- **About this exercise**: As you print the data below, keep every line exactly as it is and leave the images behind.

- **Source records**:
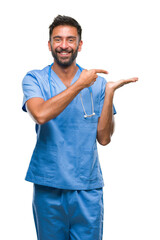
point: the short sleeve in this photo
(31, 88)
(104, 82)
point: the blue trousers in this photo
(61, 214)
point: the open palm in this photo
(120, 83)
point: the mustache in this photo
(63, 50)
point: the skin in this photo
(65, 42)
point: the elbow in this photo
(39, 119)
(105, 142)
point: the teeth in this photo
(64, 53)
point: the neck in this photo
(66, 73)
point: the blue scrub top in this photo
(65, 155)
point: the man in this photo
(72, 108)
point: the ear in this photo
(49, 45)
(80, 46)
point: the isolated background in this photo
(121, 36)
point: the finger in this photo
(101, 71)
(134, 79)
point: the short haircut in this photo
(65, 20)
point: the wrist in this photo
(109, 91)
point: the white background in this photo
(121, 36)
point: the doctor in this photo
(73, 109)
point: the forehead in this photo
(65, 31)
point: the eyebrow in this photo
(61, 37)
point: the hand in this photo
(88, 77)
(112, 86)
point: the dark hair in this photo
(65, 20)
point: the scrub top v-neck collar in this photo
(54, 77)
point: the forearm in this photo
(106, 121)
(51, 108)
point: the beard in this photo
(66, 61)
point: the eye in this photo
(71, 40)
(57, 40)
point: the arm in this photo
(43, 111)
(105, 127)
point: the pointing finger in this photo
(101, 71)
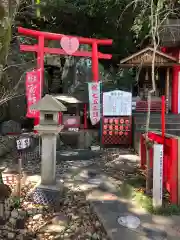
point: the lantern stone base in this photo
(48, 194)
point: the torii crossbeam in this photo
(40, 49)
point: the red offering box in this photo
(117, 130)
(105, 127)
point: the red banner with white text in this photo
(33, 92)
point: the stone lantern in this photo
(48, 129)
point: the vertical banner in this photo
(157, 175)
(94, 102)
(33, 92)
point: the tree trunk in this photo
(8, 10)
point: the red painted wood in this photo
(163, 119)
(170, 162)
(85, 116)
(40, 49)
(95, 65)
(174, 171)
(34, 48)
(174, 96)
(56, 36)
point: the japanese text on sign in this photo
(23, 143)
(33, 92)
(94, 102)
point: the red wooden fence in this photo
(170, 162)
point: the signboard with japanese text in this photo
(94, 102)
(117, 103)
(23, 143)
(157, 175)
(33, 92)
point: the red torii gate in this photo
(40, 49)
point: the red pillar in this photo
(174, 171)
(95, 67)
(163, 109)
(175, 88)
(85, 116)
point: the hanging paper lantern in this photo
(121, 120)
(121, 128)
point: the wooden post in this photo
(167, 90)
(178, 171)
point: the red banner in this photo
(33, 92)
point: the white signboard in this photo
(117, 103)
(94, 102)
(157, 175)
(23, 143)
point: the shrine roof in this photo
(50, 104)
(145, 57)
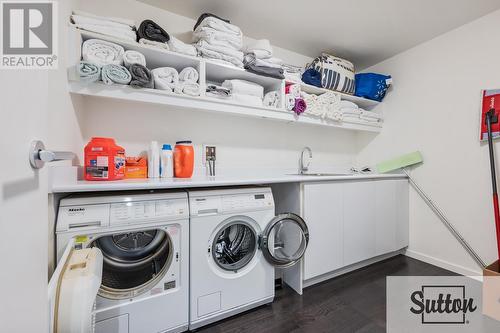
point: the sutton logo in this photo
(28, 35)
(442, 304)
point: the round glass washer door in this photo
(235, 244)
(133, 262)
(285, 239)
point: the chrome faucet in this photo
(302, 167)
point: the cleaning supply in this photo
(183, 159)
(153, 160)
(136, 167)
(166, 162)
(104, 160)
(414, 158)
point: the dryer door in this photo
(73, 288)
(285, 240)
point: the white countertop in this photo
(166, 183)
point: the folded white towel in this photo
(154, 43)
(218, 38)
(243, 87)
(272, 99)
(188, 88)
(165, 78)
(261, 48)
(133, 57)
(219, 25)
(102, 53)
(189, 74)
(179, 46)
(206, 53)
(220, 49)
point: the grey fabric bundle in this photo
(115, 74)
(141, 76)
(89, 72)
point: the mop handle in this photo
(445, 220)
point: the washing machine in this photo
(236, 243)
(123, 263)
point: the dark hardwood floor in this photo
(354, 302)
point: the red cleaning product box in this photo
(104, 160)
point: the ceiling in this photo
(363, 31)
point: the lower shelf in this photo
(160, 97)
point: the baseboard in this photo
(443, 264)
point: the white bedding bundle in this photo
(111, 26)
(102, 53)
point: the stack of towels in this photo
(245, 92)
(259, 59)
(216, 38)
(150, 33)
(110, 26)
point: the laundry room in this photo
(227, 166)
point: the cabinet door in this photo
(359, 221)
(386, 216)
(322, 209)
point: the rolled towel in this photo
(189, 74)
(181, 47)
(159, 45)
(89, 72)
(102, 53)
(165, 78)
(152, 31)
(300, 106)
(133, 57)
(141, 76)
(188, 88)
(243, 87)
(272, 99)
(289, 102)
(115, 74)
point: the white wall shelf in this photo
(210, 71)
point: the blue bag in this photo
(372, 85)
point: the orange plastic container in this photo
(183, 159)
(104, 160)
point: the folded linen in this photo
(153, 43)
(260, 48)
(89, 72)
(133, 57)
(112, 73)
(219, 25)
(165, 78)
(272, 99)
(188, 88)
(220, 56)
(148, 29)
(217, 38)
(141, 76)
(205, 15)
(102, 53)
(243, 87)
(180, 47)
(189, 74)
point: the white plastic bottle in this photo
(166, 162)
(154, 160)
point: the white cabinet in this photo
(322, 210)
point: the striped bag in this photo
(336, 73)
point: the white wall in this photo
(434, 108)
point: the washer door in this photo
(235, 243)
(133, 262)
(285, 240)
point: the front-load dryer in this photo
(236, 243)
(137, 247)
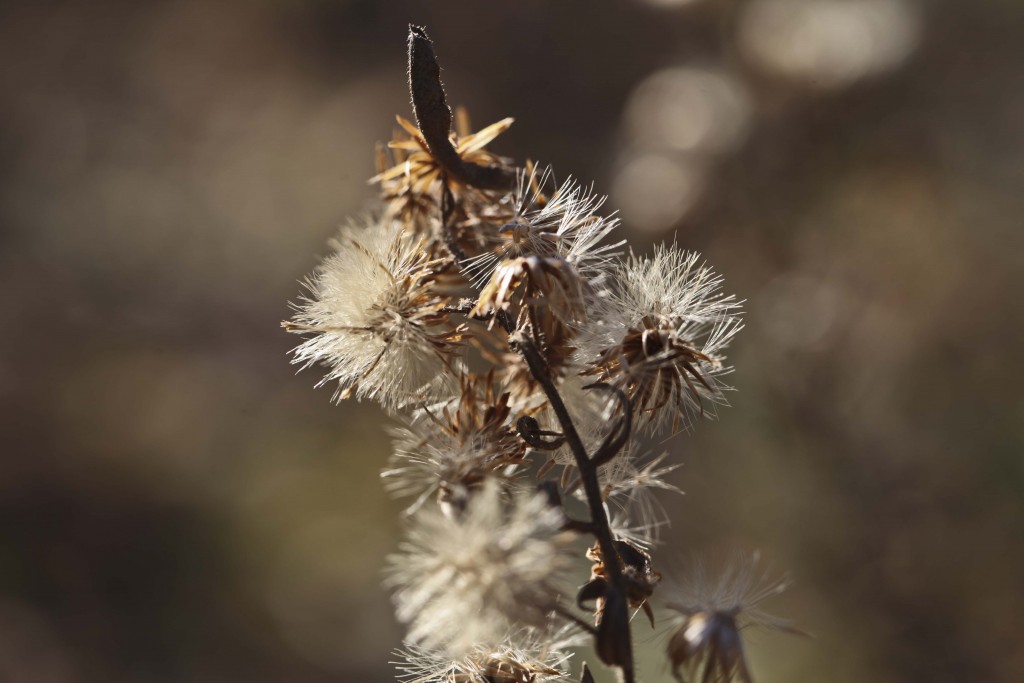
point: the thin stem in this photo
(588, 473)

- **Solution to this exercise**:
point: the short sleeve in this photo
(31, 88)
(104, 82)
point: the blue trousers in this photo
(61, 214)
point: the open palm in this photo
(120, 83)
point: the mustache in this photo
(63, 50)
point: the skin in this photo
(65, 42)
point: the elbow in this photo
(39, 119)
(105, 142)
point: the teeth in this photo
(64, 53)
point: the neck in this photo
(66, 73)
point: the blue scrub top in this photo
(65, 155)
point: the man in this photo
(72, 108)
point: the ear in this photo
(49, 45)
(80, 46)
point: the isolated background in this photo
(121, 36)
point: the finger in this photo
(101, 71)
(134, 79)
point: the short haircut in this photo
(65, 20)
point: the wrist in this photo
(109, 91)
point: the white background in this photo
(121, 36)
point: the doctor in this photo
(73, 109)
point: the forehead in this photo
(65, 31)
point: the eyebrow in this photo
(61, 37)
point: the hand in this photo
(88, 77)
(112, 86)
point: the dark hair in this photo
(65, 20)
point: the scrub top v-neck collar in this photo
(54, 77)
point: the forearm in this photo
(106, 121)
(51, 108)
point: the beard in this photo
(66, 61)
point: the eye in this photo
(71, 40)
(57, 40)
point: the arm in this photo
(43, 111)
(105, 127)
point: the pointing finger in this photo
(101, 71)
point: the lantern stone base in this photo
(48, 194)
point: the torii crossbeam in this photo
(40, 49)
point: the red offering box in this photo
(117, 130)
(105, 127)
point: the red banner with white text in this photo
(33, 92)
point: the stone lantern in this photo
(48, 129)
point: the vertical banner in this photo
(157, 175)
(94, 102)
(33, 92)
point: the tree trunk in this photo
(8, 10)
point: the red painted wood in this photo
(163, 119)
(170, 162)
(85, 116)
(40, 49)
(95, 65)
(174, 171)
(34, 48)
(174, 96)
(56, 36)
point: the japanese text on sign in this photo
(23, 143)
(33, 92)
(94, 102)
point: the red wooden fence in this photo
(170, 162)
point: the signboard with japanese text in this photo
(94, 102)
(117, 103)
(23, 143)
(157, 175)
(33, 92)
point: the red torii gate in this photo
(40, 49)
point: the red pillar in this photo
(174, 171)
(95, 67)
(163, 109)
(175, 88)
(85, 116)
point: the hanging paper lantern in this photo
(121, 120)
(121, 128)
point: the wooden post in this photo
(167, 90)
(178, 171)
point: the red banner in this photo
(33, 92)
point: the white signboard in this photo
(117, 103)
(94, 102)
(157, 175)
(23, 143)
point: the shrine roof in this photo
(50, 104)
(145, 57)
point: the sutton logo in this photo
(28, 35)
(442, 304)
point: the round glass washer door in this photo
(235, 244)
(133, 262)
(285, 239)
point: the chrome faucet in this photo
(302, 167)
point: the cleaning supply in this photo
(183, 159)
(153, 160)
(136, 167)
(166, 162)
(104, 160)
(414, 158)
point: the dryer door in this photo
(73, 288)
(285, 240)
point: the white countertop in this photo
(166, 183)
point: the folded white towel in this photo
(154, 43)
(218, 38)
(243, 87)
(272, 99)
(188, 88)
(165, 78)
(261, 48)
(133, 57)
(219, 25)
(102, 53)
(189, 74)
(179, 46)
(206, 53)
(220, 49)
point: the grey fabric bundle in this photo
(115, 74)
(141, 76)
(89, 72)
point: the mop handle in this photo
(445, 220)
point: the washing machine in this photo
(236, 243)
(123, 263)
point: the dark hardwood floor in this photo
(354, 302)
point: the red cleaning product box in this photo
(104, 160)
point: the ceiling in this photo
(363, 31)
point: the lower shelf in this photo
(160, 97)
point: the baseboard in this photo
(443, 264)
point: the white bedding bundle in this photo
(111, 26)
(102, 53)
point: the stack of towels in this photo
(245, 92)
(259, 59)
(216, 38)
(150, 33)
(110, 26)
point: the laundry room in this photo
(227, 166)
point: the cabinet door in this photo
(359, 221)
(386, 216)
(322, 209)
point: the rolled towel in this photo
(189, 74)
(181, 47)
(159, 45)
(89, 72)
(102, 53)
(165, 78)
(152, 31)
(300, 106)
(133, 57)
(141, 76)
(188, 88)
(243, 87)
(272, 99)
(289, 102)
(115, 74)
point: the white wall shelf in this photo
(210, 71)
point: the blue bag in this photo
(372, 85)
point: the orange plastic container in this photo
(183, 159)
(104, 160)
point: the folded linen in this photo
(153, 43)
(260, 48)
(89, 72)
(133, 57)
(112, 73)
(219, 25)
(165, 78)
(272, 99)
(188, 88)
(220, 56)
(148, 29)
(217, 38)
(141, 76)
(205, 15)
(102, 53)
(243, 87)
(180, 47)
(189, 74)
point: the white plastic bottle in this photo
(166, 162)
(154, 160)
point: the white cabinet in this photo
(322, 210)
point: the striped bag in this photo
(336, 73)
point: the white wall in this photo
(434, 108)
point: the washer door in this photo
(235, 243)
(133, 262)
(285, 240)
point: the front-load dryer in this photo
(236, 243)
(137, 247)
point: the thin stem in this photo
(588, 473)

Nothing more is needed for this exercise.